# Subwoofer speaker connections



## bgamb24 (Feb 7, 2010)

I need help on the best connection method for my subwoofers. I am using all Definitive Technology speakers
Front: ProMonitor 1000s
Surround: BP2X
Surround Back: Mythos Gem

I have two Supercube II subwoofers for the front left and right, and one Supercube 1 for the Surround speakers. Should I use the L front preout from the receiver to the front left sub and similar for the right? I heard that I should also run an LFE in as well.


----------



## Jason_Nolan (Jul 4, 2008)

*Re: Speaker connections*

I would run all of them off the LFE, myself.

Nothing is to be gained from having a surround subwoofer due to the long wavelengths of bass. You wouldn't gain any directionality from bass.

On the other hand, you could run them off the LFE and place them at different points throughtout the room to help the response over a wider area. This is hard to inegrate them all to play together, but doable with research, REW, and patience.


----------



## recruit (May 9, 2009)

*Re: Speaker connections*

I agree with jason, if you are using a SSP then connect from the LFE output and let the receiver deal with the bass management, you can daisy chain subs for different locations as stated or you can stack them for higher output in a single location, but by placing between the front L/R main speakers will give a more even bass response across your listening area.

Edit: btw I have moved this thread to the subwoofer section and also altered the title to reflect your question correctly.


----------



## subzero (Jan 25, 2010)

In placing between the front L/R main speakers will give a more even bass response across your listening area.


----------



## recruit (May 9, 2009)

subzero said:


> In placing between the front L/R main speakers will give a more even bass response across your listening area.


Agreed, I had 2 Velodyne DD12's in between the left and right speakers and it did give a more evenly response across the listening area, but when I got the big M&K MX5100SF it has so much more power I feel happier with the sound with just one big sub...

I can only Imagine what 2 x MX5100's would sound or feel like :hsd:


----------



## halco (Feb 12, 2010)

Agreed, LFE


----------

★ ★ ★

▶ _WHAT YOU SHOULD DO_: Please quote the subwoofer thread word for word, starting at "I have two Supercube" and ending at "(Jul 4, 2008)". The data that follows comes from a separate source and has no connection to the subwoofer thread.

▶ _DATA LISTING_:

★ ★ ★

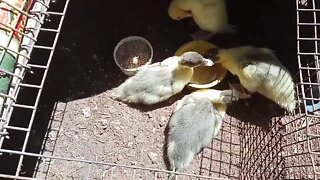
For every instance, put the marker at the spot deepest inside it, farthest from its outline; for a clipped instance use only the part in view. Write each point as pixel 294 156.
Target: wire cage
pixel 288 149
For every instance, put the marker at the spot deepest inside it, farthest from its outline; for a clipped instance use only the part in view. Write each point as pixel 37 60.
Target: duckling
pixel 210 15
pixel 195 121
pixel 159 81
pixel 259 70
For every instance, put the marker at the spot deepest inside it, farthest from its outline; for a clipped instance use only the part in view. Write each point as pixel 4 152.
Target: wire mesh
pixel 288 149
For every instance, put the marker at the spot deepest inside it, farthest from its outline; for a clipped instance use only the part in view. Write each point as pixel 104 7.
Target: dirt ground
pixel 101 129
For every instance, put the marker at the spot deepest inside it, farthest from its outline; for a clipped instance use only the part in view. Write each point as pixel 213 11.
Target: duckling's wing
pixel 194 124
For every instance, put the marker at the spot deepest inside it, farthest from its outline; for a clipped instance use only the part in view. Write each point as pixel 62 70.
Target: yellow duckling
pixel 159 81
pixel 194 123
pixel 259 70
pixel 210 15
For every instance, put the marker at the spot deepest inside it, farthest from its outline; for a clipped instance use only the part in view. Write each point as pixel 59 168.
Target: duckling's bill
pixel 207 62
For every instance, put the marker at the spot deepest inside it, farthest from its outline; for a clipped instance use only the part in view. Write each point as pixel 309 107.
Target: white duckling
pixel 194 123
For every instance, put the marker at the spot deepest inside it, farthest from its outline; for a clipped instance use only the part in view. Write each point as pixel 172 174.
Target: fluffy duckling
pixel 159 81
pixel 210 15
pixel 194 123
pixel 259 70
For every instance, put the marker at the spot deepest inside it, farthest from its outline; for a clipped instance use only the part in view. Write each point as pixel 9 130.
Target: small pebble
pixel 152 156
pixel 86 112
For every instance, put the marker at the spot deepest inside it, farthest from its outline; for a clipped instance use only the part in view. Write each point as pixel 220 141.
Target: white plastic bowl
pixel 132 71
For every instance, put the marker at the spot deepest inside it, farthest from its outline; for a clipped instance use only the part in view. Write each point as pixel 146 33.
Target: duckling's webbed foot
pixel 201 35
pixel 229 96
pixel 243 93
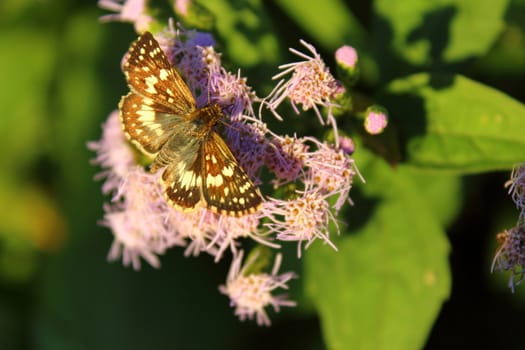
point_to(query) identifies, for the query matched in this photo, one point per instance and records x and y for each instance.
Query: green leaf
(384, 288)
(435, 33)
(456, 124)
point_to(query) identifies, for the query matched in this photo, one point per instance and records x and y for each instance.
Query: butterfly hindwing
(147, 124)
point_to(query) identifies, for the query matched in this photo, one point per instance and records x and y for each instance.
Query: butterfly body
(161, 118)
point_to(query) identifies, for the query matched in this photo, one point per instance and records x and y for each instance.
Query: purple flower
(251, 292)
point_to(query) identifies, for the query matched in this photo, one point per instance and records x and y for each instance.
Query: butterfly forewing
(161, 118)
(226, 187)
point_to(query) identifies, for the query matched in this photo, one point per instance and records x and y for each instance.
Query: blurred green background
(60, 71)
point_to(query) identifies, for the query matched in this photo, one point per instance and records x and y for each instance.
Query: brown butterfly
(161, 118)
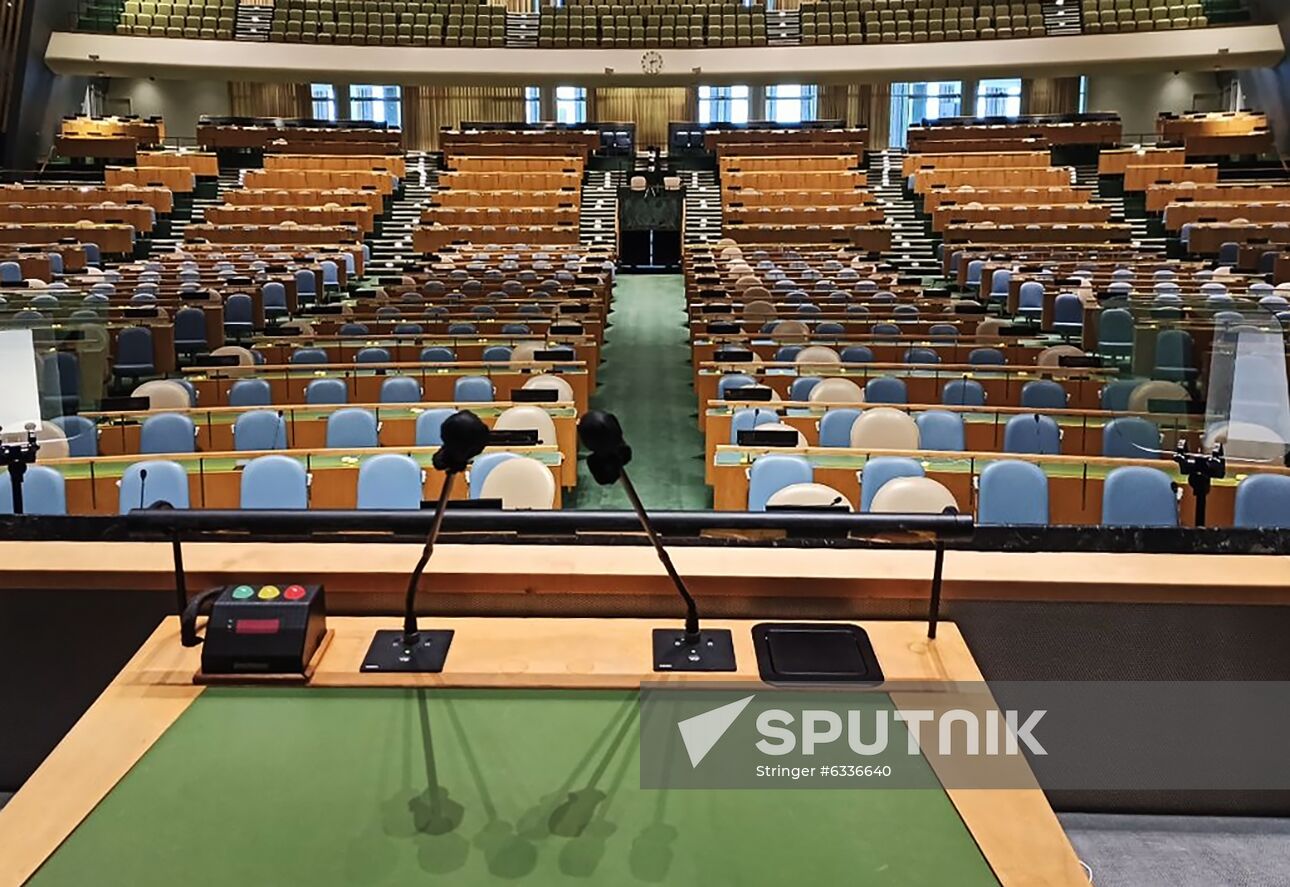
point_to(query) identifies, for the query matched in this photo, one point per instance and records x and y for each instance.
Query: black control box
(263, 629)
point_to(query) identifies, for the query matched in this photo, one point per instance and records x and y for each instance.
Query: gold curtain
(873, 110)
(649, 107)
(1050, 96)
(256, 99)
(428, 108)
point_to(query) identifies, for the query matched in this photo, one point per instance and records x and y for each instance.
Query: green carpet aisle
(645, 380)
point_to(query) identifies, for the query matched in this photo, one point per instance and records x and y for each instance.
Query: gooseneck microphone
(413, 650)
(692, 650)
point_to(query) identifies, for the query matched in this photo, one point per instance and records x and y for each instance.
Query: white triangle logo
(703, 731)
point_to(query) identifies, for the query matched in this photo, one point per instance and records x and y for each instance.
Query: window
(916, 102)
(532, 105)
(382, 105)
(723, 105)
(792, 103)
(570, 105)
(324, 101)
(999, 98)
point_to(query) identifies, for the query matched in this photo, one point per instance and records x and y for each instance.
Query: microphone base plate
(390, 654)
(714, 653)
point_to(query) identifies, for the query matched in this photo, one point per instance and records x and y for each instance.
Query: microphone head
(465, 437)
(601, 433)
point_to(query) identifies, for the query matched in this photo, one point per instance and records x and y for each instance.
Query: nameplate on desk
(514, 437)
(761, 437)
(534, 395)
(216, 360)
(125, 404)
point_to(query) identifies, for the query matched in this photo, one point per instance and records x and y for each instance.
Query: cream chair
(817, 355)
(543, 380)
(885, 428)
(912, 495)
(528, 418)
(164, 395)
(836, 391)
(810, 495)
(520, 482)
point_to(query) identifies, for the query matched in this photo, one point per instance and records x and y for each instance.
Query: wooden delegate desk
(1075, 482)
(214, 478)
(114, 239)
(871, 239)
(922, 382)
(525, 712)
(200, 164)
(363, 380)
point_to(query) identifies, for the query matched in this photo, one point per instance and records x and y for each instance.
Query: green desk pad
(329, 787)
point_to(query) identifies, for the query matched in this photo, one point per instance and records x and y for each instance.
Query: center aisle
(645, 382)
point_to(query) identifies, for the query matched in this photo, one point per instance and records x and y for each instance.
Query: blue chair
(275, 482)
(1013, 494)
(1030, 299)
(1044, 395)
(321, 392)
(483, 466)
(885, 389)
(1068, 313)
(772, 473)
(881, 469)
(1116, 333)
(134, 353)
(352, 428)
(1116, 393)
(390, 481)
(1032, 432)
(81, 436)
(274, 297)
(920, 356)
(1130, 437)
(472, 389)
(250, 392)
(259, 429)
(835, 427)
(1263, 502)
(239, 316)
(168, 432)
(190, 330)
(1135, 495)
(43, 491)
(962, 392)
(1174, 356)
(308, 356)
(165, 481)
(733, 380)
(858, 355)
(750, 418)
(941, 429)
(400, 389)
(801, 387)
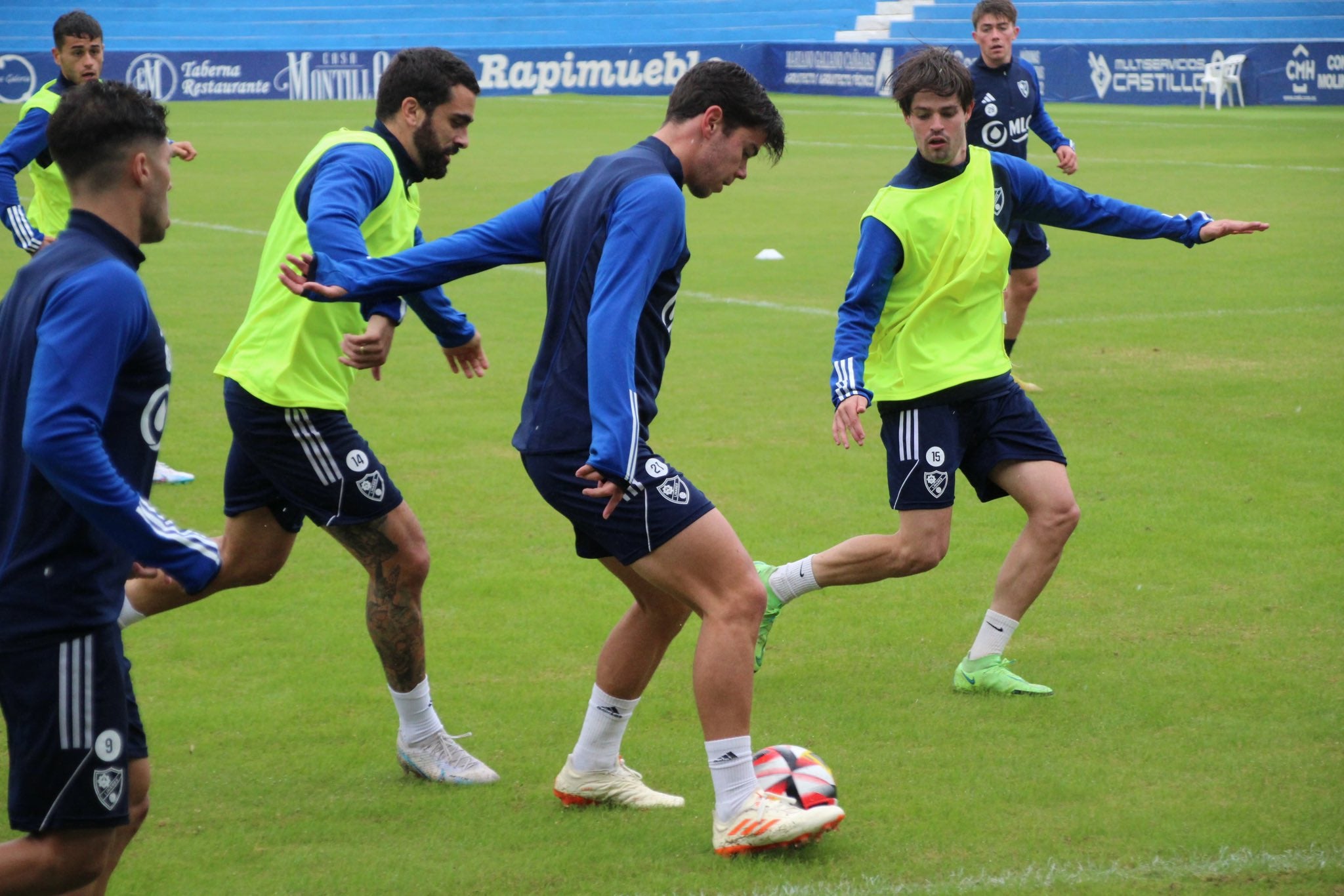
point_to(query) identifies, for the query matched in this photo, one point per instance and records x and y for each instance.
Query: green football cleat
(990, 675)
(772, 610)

★ ★ ★

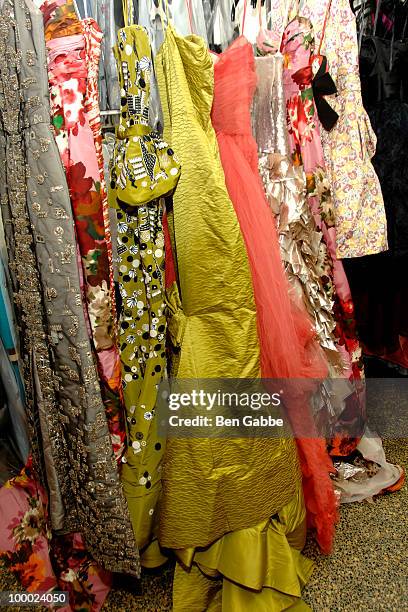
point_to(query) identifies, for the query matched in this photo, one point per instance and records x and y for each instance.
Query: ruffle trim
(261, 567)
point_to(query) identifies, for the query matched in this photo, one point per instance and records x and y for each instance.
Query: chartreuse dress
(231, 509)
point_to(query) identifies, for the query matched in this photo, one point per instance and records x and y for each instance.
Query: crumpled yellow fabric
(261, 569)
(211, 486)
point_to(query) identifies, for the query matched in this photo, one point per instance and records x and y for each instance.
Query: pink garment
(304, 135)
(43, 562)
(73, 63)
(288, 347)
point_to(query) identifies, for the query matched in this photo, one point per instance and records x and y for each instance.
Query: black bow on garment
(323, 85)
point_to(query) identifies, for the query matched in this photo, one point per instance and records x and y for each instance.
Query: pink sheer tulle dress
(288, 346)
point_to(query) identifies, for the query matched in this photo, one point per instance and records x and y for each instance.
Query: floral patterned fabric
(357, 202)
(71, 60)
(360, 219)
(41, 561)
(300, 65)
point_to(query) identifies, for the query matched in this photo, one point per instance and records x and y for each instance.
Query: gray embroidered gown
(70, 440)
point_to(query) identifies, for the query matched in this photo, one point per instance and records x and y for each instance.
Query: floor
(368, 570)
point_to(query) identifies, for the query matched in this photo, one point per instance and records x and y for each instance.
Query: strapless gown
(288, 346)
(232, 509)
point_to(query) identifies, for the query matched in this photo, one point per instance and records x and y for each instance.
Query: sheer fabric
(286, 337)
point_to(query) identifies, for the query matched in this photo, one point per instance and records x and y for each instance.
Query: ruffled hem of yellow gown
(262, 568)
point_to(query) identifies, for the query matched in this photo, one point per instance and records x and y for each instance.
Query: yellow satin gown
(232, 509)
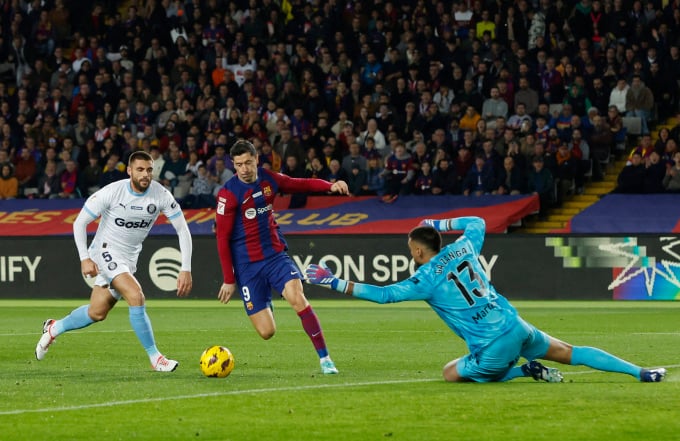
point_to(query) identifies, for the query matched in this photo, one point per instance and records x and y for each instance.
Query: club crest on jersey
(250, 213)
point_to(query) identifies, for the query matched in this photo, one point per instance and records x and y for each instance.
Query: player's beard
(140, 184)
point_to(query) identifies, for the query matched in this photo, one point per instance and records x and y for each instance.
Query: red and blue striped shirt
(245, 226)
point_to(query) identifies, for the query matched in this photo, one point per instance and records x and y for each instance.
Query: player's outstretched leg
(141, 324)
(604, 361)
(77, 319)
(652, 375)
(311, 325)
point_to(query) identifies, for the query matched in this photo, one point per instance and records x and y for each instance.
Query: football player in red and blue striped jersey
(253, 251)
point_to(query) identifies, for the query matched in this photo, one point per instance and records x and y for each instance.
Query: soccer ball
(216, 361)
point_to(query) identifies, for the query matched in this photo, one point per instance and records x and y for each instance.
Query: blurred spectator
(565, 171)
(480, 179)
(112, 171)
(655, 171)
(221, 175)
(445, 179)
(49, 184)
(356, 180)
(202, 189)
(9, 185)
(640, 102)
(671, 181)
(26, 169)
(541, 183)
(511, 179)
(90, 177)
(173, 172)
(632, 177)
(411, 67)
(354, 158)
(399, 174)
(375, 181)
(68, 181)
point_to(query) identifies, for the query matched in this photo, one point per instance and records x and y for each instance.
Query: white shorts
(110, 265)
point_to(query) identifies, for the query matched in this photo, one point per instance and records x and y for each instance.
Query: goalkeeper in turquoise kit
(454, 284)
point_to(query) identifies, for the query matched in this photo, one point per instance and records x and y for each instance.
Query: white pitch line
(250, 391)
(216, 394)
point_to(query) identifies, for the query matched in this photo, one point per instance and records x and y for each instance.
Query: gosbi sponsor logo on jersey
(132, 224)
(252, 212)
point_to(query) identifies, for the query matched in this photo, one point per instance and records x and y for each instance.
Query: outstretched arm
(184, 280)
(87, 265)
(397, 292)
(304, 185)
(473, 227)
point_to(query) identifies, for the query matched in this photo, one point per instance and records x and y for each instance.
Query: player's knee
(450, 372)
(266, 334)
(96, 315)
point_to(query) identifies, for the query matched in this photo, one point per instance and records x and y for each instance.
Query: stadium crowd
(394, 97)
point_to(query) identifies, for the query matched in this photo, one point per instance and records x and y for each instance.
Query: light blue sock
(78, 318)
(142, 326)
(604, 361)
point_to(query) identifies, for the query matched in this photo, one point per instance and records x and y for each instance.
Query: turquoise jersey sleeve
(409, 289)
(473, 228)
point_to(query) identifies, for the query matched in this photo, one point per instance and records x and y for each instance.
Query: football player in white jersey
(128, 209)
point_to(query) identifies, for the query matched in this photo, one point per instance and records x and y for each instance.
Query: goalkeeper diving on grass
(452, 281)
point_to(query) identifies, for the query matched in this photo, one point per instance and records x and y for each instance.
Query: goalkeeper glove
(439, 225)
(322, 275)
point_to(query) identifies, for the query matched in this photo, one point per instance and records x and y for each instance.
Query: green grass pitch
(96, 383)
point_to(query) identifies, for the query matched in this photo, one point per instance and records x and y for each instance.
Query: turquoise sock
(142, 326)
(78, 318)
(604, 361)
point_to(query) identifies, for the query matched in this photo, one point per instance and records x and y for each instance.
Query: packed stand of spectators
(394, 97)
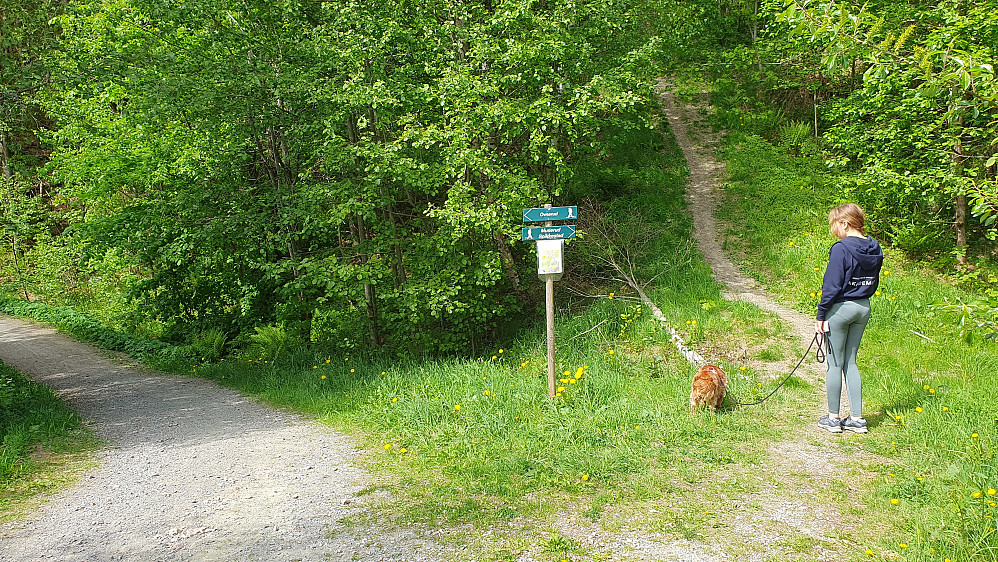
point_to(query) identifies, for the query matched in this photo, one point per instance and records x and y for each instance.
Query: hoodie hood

★ ★ ★

▶ _COMPLETE OUTPUT_:
I have two Supercube II subwoofers for the front left and right, and one Supercube 1 for the Surround speakers. Should I use the L front preout from the receiver to the front left sub and similar for the right? I heard that I should also run an LFE in as well.


----------



## Jason_Nolan (Jul 4, 2008)